Point annotation dataset records

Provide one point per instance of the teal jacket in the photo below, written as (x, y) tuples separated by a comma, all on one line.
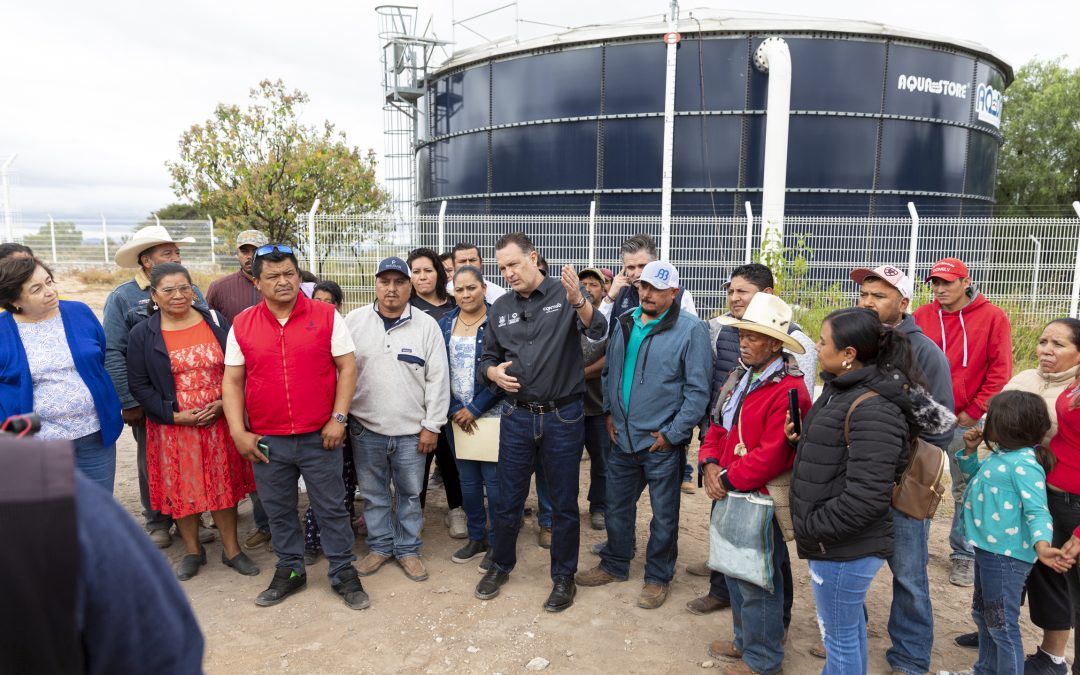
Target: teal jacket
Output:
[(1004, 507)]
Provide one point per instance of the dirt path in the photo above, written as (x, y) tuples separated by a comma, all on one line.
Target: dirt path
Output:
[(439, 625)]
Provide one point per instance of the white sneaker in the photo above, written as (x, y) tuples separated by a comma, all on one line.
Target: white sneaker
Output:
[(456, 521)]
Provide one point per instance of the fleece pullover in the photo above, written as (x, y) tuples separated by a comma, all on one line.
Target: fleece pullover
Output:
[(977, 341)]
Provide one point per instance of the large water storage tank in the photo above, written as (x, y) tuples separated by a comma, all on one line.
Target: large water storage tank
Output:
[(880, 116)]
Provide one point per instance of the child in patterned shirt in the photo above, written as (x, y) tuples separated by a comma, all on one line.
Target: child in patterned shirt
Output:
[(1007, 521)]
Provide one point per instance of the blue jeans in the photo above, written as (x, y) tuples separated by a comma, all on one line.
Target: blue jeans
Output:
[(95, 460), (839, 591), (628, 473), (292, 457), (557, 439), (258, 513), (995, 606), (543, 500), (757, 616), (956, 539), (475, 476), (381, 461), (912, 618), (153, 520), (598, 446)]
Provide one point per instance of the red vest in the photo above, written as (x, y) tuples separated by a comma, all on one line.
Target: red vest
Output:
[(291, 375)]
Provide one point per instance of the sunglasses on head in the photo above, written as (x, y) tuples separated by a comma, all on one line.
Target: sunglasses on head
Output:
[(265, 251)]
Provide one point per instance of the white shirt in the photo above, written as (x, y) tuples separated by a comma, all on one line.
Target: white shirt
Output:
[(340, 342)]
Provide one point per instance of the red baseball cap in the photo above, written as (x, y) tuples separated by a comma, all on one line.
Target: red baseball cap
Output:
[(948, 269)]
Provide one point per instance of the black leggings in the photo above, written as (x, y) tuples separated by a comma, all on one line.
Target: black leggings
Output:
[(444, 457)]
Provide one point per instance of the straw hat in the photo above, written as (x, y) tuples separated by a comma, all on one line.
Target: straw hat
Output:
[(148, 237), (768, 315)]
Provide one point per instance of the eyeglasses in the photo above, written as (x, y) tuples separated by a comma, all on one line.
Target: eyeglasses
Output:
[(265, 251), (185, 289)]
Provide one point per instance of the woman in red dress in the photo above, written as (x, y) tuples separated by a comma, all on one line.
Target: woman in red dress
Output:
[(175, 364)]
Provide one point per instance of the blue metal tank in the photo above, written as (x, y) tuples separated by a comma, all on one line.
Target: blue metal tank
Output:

→ **REQUIRED WORK**: Copy the records above with "Target" swapped for "Label" everywhere, keeping everything else the same and omitting the pictures.

→ **TASK SOLUTION**:
Provide one point per instance of the teal jacket in the photo below, written as (x, y) tuples separated by a comma, all on one line.
Label: teal jacket
Output:
[(1004, 507)]
Provide one point per instance of the dirt path in the photo above, written as (x, y) tuples separated by a comma, all on one line.
Label: dirt path
Output:
[(439, 625)]
Provide one point per instance of the white sneaker in the photo above, written as (x, y) tuples separated by a comma, all on one line.
Label: white sneaker
Output:
[(456, 521)]
Provide one point per instance of the fleece pullover in the photo above, written as (x, y) tuples separated by a comma, all on one line.
Label: fleece pullover
Output:
[(977, 341)]
Provide one point per instance of the large water storage tank in the photo above, written as (x, y) tuples separated by a comma, all on one line.
Label: large water storage tank
Output:
[(880, 116)]
Provide one point per instance of the child in patterned shirt in the photo above, written as (x, y) tuples separated by a comma, all on one line.
Label: child in patterned shirt
Output:
[(1007, 521)]
Provide one point per instance of the blue jeans in the photo above, written as (x, y) tuples separated by a comma, all on one line.
Label: blue jeans
Output:
[(95, 460), (839, 591), (628, 473), (292, 457), (557, 439), (258, 513), (995, 606), (543, 500), (757, 616), (956, 539), (475, 476), (381, 461), (912, 618), (153, 520), (598, 446)]
Provide one point per instance of the red vest in the photo above, written as (x, y) tuples separated by a comma, all on one line.
Label: red vest
Output:
[(291, 375)]
Provide one point per instance of the sunglasses on head in the photo above, written as (x, y) tuples separated by a comma, all on one line.
Label: sunglasses on head
Output:
[(265, 251)]
Provide one point per instance of the white shirt in the photo above, written as (x, y) tuples separated by a comma, all on one line.
Label: white shirt
Output:
[(340, 342)]
Provide one point per instance of the red baseball cap in the photo above, written as (x, y) tuples separated by a comma, all on one line.
Label: red baseball cap
Output:
[(948, 269)]
Provide one point per instance of the black leggings in the photo above, written as (x, y) tuples separated by a comma, all on one line.
Label: black leggings
Output:
[(444, 457)]
Provide one point per instance of the straw hat in the photo above, written as (x, y) tuples separated by a comma, all on one line.
Label: straw hat
Output:
[(148, 237), (768, 315)]
Provide one point per instance of the eyeglasses in the photo above, written as (x, y) tuples separated by a comma, all on one line.
Label: eyeglasses
Output:
[(265, 251), (185, 289)]
Provide one point per instance of the woman in red dress in the photo above, written as (x, y) tuples separated by a comma, all on one line.
Label: woman in red dress
Output:
[(175, 364)]
Provide one point per instance of the blue metal tank in the photo above, written as (x, y) tuples separated by a comma, all on one line.
Label: blue metal tank
Output:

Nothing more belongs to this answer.